- _WORK TO COMPLETE_: Add 119 to every x and y coordinate in the answers, and write out again every line from the start of the records through the line containing "[[107, 165]]", inclusive, with the requests included.
=====
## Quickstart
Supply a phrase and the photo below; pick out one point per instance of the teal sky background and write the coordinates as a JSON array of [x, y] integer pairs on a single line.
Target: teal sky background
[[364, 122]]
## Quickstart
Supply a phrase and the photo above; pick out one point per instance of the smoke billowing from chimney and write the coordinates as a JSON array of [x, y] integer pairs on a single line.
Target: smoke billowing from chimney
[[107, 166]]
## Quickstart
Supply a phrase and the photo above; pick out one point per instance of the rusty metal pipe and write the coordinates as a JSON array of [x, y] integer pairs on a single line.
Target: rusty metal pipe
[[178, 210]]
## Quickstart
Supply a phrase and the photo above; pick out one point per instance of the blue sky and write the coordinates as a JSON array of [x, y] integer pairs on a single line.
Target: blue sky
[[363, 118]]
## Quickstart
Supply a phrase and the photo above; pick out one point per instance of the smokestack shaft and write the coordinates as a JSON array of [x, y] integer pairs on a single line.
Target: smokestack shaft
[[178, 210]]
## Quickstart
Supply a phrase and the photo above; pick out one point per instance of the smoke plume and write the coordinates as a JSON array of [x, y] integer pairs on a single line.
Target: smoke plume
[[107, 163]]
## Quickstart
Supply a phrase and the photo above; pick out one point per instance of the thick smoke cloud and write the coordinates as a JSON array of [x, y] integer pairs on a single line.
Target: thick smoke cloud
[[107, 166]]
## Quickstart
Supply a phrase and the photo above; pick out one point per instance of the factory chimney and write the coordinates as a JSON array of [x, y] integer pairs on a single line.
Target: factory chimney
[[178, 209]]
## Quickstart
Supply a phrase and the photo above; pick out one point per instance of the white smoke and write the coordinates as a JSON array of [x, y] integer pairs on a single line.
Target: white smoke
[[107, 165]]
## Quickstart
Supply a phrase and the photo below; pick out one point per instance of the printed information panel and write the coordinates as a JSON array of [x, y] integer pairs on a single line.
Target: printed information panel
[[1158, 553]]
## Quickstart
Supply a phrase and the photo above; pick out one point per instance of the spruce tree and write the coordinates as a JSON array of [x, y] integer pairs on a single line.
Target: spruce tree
=====
- _FULL ANSWER_:
## Quickstart
Supply a phrase and the photo below; pick out one point per instance of the teal sky background and write the coordinates as a JSON array of [x, y] integer pairs on a single line.
Target: teal sky background
[[483, 241]]
## Quickstart
Supply a phrase and the photo above; pick out one point per instance of the smoke billowing from chimney and write the coordinates as a JSON array of [x, y] integer pairs on a single line.
Target: smoke billowing from chimney
[[226, 285]]
## Quickstart
Supply a phrase and the photo above; pick out one point per instance of the rusty metal pipe and write the coordinates as a JSON array of [x, y] integer pairs on a single line.
Target: rusty metal pipe
[[297, 329]]
## Quickstart
Supply a phrase and the photo above; pick out one point per instance of the blue sky and write the coordinates as a JSON array of [x, y] integer pairs on a single line.
Target: blue sky
[[482, 237]]
## Quickstart
Supply a phrase and the photo above; pick out one point per instance of the smokestack shaft and write the coordinates as a JSON array of [x, y] integer pairs on a single line.
Target: smokestack shaft
[[297, 329]]
## Quickstart
Supply a phrase and the photo above; pick out one point per instance of the smoke plume and write the coordinates as a JSON array of [x, y] integer pairs on a single line.
Target: smoke plume
[[226, 282]]
## Quickstart
Supply a phrase and the photo above; pick out one point per instance of the thick smoke cloud and write the coordinates as a JSON array of [x, y] integer pairs on a single line.
Target: thick smoke cloud
[[226, 285]]
## Quickstart
Supply a phrase and the photo above; pick out one point per instance of the factory chimney and write the coordinates as a JSON array of [x, y] integer pairs on a single line.
Target: factory chimney
[[297, 328]]
## Quickstart
Supply a phrase and the photo above; pick out one point per instance of the white smoke and write the coordinates as a JSON array of [x, y] integer pairs on a single line.
Target: white smoke
[[226, 284]]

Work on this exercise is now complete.